======== ARTICLE

Depending on your version of Windows and how you installed it – or whether it came with your computer – there are a number of different ways to reinstall Windows.

Before Reinstalling Windows

The process of reinstalling Windows will erase all the data on your computer. Your files, the programs you’ve installed, and the settings you’ve configured on your computer will be wiped out. (Note that, if you use the Refresh feature in Windows 8, your personal files will be kept.)

Before reinstalling Windows, you should make backup copies of all your personal data – of course, you should always have up-to-date backup copies anyway, because hard drives could fail at any time. However, when you reinstall Windows, these backup copies will be the only copies. Ensure you have up-to-date backups of all your important files before continuing.

Read More: Checklist Guide for Reinstalling Windows

Refreshing and Resetting on Windows 8 or 10

If you’re using Windows 8 or 10, reinstalling Windows is easier than ever. Instead of installing from a Windows disc or activating a recovery partition, you can use the Refresh your PC or Reset your PC options built into Windows. These options will quickly reinstall Windows for you, automatically saving and restoring your data and not asking any questions during installation.

Read More: Everything You Need to Know About Refreshing and Resetting Your Windows 8 or 10 PC


Your Computer Came With Windows

if your computer came with Windows, the easiest way to get it back to its factory default state is by using its recovery partition. You can also use recovery discs – computers generally don’t come with recovery discs anymore, but you may have been asked to burn the discs when you set up your computer.

To use your computer’s recovery partition, restart your computer and press the key that appears on-screen during the start-up process. If you don’t see this key, consult your computer’s manual (or use Google) to find the necessary key for your specific model of computer.

To use recovery discs, insert the first disc into your computer’s disc drive and restart your computer. You should see the recovery environment appear. (If it doesn’t, you’ll need to change the boot order in your computer’s BIOS so the computer boots from the disc drive.)


You should now be in the recovery environment. With a few clicks, you can instruct your computer to reset itself back to its factory default state. You’ll have to set up your computer like you did when you first acquired it, providing a username, reinstalling your programs, and configuring it.

You Installed Windows or Upgraded Your Computer’s Version of Windows

If you installed Windows yourself or installed a new version of Windows on a computer that came with an older version of Windows, you’ll have a Windows installation disc lying around. You can use that Windows installation disc to reinstall Windows. (Some geeks also like doing this on computers that come with Windows to perform a fresh installation, getting rid of the junk software preinstalled by computer manufacturers.)

First, insert the Windows installation disc into your computer’s disc drive and restart your computer. You should see the Windows installer appear. (If it doesn’t, you’ll need to change the boot order in your computer’s BIOS so the computer boots from the CD or DVD drive.)

If your computer doesn’t include a physical disc drive, you can use the Windows 7 USB/DVD Download Tool to place the Windows installation files on a USB drive (this method works with both Windows 7 and Windows 8 or 10.)

================
======== DATA FOR THIS TASK

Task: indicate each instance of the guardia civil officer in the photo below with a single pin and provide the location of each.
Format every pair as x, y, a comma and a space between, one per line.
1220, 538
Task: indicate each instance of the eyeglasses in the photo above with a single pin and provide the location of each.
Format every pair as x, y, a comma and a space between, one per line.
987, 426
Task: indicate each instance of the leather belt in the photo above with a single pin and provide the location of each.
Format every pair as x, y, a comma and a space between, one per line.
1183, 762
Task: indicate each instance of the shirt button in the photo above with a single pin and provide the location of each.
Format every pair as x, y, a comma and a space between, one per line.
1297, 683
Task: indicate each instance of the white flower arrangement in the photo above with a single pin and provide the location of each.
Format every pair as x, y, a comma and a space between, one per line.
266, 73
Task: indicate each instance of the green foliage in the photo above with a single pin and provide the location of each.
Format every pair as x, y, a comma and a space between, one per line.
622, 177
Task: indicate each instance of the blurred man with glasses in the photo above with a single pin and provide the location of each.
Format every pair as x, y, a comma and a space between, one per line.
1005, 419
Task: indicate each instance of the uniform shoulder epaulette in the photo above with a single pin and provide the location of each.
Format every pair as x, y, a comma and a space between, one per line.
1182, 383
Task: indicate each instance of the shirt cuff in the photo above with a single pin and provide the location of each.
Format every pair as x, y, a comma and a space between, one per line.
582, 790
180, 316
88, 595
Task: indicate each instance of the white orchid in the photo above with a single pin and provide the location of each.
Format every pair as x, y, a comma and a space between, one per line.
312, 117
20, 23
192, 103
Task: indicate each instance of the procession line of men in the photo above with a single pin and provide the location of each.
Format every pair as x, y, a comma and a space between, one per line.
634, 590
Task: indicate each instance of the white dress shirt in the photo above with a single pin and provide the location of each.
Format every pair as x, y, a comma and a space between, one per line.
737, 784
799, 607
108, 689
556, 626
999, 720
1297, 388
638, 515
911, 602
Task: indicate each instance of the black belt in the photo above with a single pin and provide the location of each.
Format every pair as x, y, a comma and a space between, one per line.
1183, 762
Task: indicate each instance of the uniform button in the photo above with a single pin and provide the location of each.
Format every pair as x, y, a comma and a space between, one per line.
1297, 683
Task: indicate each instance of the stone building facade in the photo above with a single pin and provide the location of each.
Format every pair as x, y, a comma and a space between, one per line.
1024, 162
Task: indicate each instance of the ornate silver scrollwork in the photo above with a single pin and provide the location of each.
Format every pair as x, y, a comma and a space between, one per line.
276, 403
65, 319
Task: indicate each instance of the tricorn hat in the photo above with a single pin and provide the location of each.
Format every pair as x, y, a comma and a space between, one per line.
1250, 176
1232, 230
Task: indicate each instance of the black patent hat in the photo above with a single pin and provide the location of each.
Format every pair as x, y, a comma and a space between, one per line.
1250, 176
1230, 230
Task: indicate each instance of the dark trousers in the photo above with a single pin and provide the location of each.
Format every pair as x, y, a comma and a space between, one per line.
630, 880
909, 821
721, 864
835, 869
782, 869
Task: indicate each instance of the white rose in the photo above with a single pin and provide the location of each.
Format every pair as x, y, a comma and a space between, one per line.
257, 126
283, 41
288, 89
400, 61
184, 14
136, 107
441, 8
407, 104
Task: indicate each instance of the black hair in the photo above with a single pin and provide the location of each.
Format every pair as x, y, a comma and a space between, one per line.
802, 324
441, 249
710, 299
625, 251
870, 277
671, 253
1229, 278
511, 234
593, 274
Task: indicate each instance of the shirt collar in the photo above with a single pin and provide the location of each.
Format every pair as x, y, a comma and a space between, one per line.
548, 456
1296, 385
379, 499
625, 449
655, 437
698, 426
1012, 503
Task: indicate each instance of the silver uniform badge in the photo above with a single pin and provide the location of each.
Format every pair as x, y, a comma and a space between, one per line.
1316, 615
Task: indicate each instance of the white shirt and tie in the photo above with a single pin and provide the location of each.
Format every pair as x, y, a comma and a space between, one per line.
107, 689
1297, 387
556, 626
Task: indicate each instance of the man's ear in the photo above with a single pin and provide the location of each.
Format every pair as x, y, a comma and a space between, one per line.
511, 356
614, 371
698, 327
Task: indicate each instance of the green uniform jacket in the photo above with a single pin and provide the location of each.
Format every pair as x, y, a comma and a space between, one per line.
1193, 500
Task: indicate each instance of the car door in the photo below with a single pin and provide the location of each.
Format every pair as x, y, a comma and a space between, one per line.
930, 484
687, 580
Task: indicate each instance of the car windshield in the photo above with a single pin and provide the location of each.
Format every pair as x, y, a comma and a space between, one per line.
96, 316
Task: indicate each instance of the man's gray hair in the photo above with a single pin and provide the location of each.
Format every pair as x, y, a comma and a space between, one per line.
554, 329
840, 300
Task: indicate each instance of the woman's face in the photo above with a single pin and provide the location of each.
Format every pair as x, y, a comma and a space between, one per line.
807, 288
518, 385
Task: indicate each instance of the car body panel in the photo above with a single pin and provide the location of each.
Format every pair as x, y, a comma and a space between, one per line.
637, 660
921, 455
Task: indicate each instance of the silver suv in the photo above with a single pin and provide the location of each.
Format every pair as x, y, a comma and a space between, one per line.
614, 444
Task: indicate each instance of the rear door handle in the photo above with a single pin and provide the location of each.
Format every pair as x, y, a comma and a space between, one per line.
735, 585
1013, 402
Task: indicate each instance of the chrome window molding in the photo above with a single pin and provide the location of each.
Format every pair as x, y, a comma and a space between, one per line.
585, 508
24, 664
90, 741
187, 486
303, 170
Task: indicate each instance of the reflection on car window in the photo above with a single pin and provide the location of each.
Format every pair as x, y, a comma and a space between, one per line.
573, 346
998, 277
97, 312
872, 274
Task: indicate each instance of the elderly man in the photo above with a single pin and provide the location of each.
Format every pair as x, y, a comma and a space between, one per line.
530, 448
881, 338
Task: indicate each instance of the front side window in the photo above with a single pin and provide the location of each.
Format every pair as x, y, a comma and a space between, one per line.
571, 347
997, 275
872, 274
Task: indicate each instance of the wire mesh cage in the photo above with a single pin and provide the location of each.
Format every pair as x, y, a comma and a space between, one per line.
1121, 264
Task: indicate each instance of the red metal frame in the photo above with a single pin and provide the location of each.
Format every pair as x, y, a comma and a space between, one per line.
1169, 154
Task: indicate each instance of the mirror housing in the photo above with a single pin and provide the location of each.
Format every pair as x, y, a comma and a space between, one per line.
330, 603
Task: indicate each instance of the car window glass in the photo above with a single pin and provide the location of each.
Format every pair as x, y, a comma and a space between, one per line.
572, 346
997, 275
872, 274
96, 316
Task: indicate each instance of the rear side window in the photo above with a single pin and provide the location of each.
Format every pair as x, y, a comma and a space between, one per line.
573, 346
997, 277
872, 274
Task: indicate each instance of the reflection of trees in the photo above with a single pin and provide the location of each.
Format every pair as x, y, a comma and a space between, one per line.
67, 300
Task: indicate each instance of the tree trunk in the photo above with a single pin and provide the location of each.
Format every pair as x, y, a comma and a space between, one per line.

================

(THINGS TO DO)
**1)** Can you summarize the article on reinstalling Windows in two sentences?
**2)** How many lines of the records contain the string "button", with case counting? Give only the number.
The article and the records have nothing to do with each other.

(RESPONSES FOR EACH TASK)
**1)** Reinstalling Windows erases all the data on a computer (though the Windows 8 Refresh feature keeps personal files), so up-to-date backups of important files are needed before starting. Windows 8 or 10 users can rely on the built-in Refresh or Reset options, computers that came with Windows can be returned to their factory default state through a recovery partition or recovery discs, and anyone who installed Windows themselves can reinstall it from a Windows installation disc.

**2)** 2